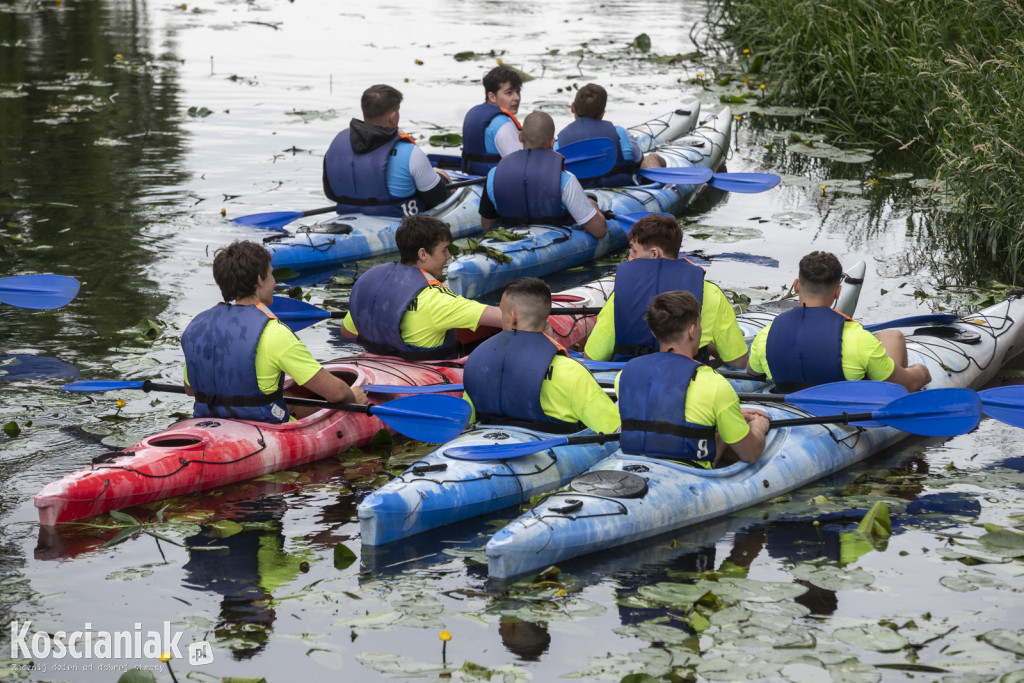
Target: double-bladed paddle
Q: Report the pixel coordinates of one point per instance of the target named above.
(732, 182)
(38, 292)
(430, 419)
(931, 413)
(583, 159)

● WRITTEN REQUEST
State how many lines of the records contain the string "point", counting only matches in the same case, and give the number alone.

● WRITTEN SOLUTION
1